[START OF EXTRACT TO READ]

Fourth, another hotly debated issue during the drafting stage of both the Copyright Clause of the Constitution and Copyright Act of 1790 was the duration of copyright. Initially duration was to be based on the average life span of authors. Thus under the Copyright Act of 1790, the duration of copyright was set at 14 years with the possibility of renewal for another 14 years if the author was still alive. Thomas Jefferson based a proposed term for copyright on the principle that "the earth belongs in usufruct to the living", and computed it by means of actuarial tables:
Generations, changing daily by daily deaths and births, have one constant term, beginning at the date of their contract, and ending when a majority of those of full age at that date shall be dead. The length of that term may be estimated from tables of mortality [and is found to be] 18 years 8 months, or say 19 years as the nearest integral number... The principle, that the earth belongs to the living, and not to the dead, is of very extensive application... Turn this subject in your mind, my dear Sir... and develop it with that perspicuity and cogent logic so peculiarly yours... Establish the principle... in the new law to be passed for protecting copyrights and new inventions, by securing the exclusive right for 19 instead of 14 years.
(Jefferson, Letter to James Madison, September 6, 1789)
However, the term was extended in 1831 to 28 years with the possibility of renewal for another 14 years. In 1909, it was extended again to 28 years with the possibility of renewal for another 28 years. In 1976 duration became the author's life plus 50 years. With accession by the United States to the Berne Convention in 1986, the duration of American copyright is now the author's life plus 75 years. Put another way, assuming 20 years per generation, American copyright now extends over four generations - a long distance from Jefferson's limited monopoly based on the principle "the earth belongs in usufruct to the living". Some observers argue that the term of copyright now, in effect, approaches the 'perpetual copyright' enjoyed by the Stationers' Company before 1710.
The extension of the renewal term of copyright .. is unconstitutional because (1) it is motivated by a desire to establish perpetual copyright; (2) it provides nothing to authors (most of the authors being dead); (3) it does nothing to encourage the arts .. ; (4) its effect will be to discourage the arts by preventing the timely entrance of works into the public domain; and (5) it exceeds any reasonable interpretation of the constitutional requirement of "limited times." The Constitution's framers, though suspicious of monopoly, considered copyright to be a bearable monopoly only because the term was to be limited; the expiration of copyright was considered indispensable for copyright's proper functioning. The U.S. Supreme Court for the most part has adhered to the framers' view. The extension of the term of copyright to 95 years, however, overthrows the constitutional foundations of copyright law.
Fifth, and finally, three words sum up the US rationale for granting copyright: progress, learning & knowledge. All three relate to the public domain and thereby to the third party in the copyright equation: the User.
With respect to 'progress', Article I, Section 8 of the Constitution gives Congress the power to ".. promote the Progress of .. useful arts, by securing for limited Times to Authors .. the exclusive Right to their respective Writings.. ". Such time limited rights are explicitly made available only to 'authors'. The purpose of such rights is to promote the progress of the arts. This requires works be accessible to the public, that is, to Users. Thus such works are to become freely available to Users after the 'limited' time has passed, that is, they should enter the public domain.

[END OF EXTRACT TO READ]
[START OF ENTRIES SUPPLIED]

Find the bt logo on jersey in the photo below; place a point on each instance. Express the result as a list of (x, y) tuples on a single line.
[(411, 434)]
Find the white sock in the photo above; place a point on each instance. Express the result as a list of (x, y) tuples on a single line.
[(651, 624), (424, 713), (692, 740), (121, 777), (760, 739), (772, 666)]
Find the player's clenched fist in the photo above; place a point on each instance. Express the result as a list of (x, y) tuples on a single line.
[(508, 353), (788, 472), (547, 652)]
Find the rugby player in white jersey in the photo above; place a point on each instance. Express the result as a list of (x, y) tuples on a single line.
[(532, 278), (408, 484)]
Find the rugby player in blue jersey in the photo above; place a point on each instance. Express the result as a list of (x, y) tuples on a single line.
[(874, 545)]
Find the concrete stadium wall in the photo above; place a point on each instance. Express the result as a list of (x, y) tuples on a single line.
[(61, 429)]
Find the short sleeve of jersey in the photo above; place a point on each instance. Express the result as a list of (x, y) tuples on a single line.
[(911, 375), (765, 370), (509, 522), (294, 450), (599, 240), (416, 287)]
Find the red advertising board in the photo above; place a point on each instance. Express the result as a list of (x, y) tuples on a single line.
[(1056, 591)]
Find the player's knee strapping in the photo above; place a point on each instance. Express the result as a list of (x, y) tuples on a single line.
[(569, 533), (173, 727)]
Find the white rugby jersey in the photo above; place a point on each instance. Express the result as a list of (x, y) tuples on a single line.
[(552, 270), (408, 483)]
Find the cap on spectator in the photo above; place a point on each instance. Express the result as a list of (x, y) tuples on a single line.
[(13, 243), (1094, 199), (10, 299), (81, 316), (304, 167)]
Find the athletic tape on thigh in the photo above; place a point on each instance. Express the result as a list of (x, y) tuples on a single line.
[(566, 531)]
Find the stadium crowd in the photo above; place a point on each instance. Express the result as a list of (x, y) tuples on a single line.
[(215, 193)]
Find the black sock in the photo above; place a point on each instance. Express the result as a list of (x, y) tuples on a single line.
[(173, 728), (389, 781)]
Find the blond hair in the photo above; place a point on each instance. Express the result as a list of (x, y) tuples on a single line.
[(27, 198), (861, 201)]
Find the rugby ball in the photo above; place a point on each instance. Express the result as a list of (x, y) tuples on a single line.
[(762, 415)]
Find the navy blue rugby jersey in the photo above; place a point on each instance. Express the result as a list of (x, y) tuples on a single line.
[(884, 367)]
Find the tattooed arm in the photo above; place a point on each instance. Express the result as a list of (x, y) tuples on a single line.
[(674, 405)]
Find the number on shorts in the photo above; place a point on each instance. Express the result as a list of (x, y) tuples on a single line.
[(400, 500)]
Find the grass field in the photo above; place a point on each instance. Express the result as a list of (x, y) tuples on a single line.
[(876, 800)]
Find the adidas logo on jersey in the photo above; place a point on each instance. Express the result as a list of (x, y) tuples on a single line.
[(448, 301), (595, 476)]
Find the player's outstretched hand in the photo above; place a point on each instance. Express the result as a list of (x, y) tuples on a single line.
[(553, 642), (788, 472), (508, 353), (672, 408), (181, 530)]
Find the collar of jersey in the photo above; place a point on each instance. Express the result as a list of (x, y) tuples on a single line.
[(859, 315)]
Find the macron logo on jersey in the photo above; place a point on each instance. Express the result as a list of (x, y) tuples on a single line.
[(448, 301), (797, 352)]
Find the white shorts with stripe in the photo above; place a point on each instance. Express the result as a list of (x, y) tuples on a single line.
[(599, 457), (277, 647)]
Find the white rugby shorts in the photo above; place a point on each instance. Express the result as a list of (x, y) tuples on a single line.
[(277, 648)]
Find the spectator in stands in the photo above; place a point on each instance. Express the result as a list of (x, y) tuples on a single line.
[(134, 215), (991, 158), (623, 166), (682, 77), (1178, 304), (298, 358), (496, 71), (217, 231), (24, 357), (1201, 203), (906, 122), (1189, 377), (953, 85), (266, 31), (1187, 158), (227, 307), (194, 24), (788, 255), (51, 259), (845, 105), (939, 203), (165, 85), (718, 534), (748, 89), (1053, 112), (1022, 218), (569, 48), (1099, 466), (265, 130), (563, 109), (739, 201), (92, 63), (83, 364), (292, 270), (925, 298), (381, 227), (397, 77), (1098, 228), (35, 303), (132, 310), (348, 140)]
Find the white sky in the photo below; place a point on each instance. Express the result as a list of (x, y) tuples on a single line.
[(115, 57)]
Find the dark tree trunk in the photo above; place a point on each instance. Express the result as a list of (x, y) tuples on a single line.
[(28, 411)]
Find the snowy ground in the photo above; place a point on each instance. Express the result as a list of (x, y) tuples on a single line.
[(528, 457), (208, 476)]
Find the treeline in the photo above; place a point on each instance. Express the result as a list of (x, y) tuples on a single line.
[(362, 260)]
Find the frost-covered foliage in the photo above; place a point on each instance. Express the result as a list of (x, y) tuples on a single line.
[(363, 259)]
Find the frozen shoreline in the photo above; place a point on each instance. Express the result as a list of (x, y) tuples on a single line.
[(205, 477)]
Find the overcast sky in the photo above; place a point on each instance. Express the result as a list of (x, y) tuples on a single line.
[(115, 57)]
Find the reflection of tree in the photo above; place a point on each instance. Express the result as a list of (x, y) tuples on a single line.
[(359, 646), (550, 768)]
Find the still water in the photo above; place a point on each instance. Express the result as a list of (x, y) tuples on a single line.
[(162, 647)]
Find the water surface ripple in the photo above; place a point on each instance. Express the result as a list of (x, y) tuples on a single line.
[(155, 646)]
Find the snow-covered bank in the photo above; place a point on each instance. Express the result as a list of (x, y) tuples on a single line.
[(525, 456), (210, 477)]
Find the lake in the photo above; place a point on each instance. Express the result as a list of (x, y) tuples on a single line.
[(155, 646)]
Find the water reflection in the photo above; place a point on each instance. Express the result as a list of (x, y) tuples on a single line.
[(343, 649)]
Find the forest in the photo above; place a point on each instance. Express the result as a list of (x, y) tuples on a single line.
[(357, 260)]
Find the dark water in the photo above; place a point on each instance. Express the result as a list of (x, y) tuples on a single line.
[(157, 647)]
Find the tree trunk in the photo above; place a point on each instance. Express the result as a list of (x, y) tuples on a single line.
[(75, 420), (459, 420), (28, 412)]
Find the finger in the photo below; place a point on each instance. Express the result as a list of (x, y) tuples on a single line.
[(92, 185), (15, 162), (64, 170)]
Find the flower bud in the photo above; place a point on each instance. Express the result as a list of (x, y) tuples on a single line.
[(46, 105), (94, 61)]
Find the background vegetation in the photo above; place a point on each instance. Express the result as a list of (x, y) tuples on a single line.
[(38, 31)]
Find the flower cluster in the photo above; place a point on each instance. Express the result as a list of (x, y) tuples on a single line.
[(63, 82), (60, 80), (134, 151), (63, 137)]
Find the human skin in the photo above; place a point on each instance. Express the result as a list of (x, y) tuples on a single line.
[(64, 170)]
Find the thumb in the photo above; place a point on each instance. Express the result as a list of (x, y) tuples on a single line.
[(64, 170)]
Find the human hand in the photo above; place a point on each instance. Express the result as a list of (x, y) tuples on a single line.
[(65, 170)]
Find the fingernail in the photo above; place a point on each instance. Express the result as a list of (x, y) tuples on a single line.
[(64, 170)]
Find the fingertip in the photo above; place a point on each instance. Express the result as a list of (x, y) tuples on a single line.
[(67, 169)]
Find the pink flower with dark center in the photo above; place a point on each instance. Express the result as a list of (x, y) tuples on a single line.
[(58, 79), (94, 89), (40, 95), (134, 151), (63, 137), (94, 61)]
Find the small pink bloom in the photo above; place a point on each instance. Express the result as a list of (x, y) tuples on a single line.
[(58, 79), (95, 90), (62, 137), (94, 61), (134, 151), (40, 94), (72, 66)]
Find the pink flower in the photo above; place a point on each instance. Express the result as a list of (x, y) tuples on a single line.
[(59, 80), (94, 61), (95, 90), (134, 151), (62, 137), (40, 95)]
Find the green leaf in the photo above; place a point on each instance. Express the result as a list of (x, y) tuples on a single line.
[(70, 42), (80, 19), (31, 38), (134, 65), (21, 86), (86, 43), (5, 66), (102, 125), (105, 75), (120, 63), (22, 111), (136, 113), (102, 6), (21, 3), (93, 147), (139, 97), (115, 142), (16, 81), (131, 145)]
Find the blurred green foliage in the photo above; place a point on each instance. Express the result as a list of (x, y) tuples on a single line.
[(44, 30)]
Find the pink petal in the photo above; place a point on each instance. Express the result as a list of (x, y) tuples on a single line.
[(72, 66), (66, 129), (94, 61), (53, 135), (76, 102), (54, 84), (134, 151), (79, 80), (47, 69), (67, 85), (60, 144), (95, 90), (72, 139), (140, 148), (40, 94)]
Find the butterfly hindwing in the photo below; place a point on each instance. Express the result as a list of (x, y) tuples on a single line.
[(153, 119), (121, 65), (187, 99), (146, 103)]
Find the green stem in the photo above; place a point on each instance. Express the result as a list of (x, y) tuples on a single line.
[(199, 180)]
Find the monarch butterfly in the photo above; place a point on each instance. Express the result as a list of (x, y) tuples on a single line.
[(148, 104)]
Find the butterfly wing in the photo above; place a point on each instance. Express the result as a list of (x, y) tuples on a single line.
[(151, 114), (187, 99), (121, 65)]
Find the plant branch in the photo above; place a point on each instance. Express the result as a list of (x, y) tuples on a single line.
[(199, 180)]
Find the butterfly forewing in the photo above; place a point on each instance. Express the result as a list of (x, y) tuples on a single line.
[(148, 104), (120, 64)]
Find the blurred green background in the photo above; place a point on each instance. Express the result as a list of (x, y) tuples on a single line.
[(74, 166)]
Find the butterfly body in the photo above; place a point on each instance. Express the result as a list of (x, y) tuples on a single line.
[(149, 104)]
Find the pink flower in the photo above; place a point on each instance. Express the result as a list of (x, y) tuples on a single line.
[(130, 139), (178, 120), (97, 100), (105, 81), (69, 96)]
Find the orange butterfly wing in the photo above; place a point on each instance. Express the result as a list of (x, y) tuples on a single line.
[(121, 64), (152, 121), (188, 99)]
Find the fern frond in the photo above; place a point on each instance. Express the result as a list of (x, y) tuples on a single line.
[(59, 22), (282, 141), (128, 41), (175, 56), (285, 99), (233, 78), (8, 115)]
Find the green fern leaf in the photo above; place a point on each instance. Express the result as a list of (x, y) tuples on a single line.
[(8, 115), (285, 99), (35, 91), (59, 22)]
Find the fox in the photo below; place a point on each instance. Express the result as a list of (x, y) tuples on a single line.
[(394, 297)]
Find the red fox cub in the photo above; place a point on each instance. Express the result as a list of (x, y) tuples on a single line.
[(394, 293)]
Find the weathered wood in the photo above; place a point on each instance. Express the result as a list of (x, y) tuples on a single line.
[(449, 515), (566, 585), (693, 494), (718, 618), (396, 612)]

[END OF ENTRIES SUPPLIED]

SHORT TASK |
Could you write out the passage on copyright duration word for word, starting at "(Jefferson, Letter to" and ending at "Company before 1710."?

TASK ANSWER |
(Jefferson, Letter to James Madison, September 6, 1789)
However, the term was extended in 1831 to 28 years with the possibility of renewal for another 14 years. In 1909, it was extended again to 28 years with the possibility of renewal for another 28 years. In 1976 duration became the author's life plus 50 years. With accession by the United States to the Berne Convention in 1986, the duration of American copyright is now the author's life plus 75 years. Put another way, assuming 20 years per generation, American copyright now extends over four generations - a long distance from Jefferson's limited monopoly based on the principle "the earth belongs in usufruct to the living". Some observers argue that the term of copyright now, in effect, approaches the 'perpetual copyright' enjoyed by the Stationers' Company before 1710.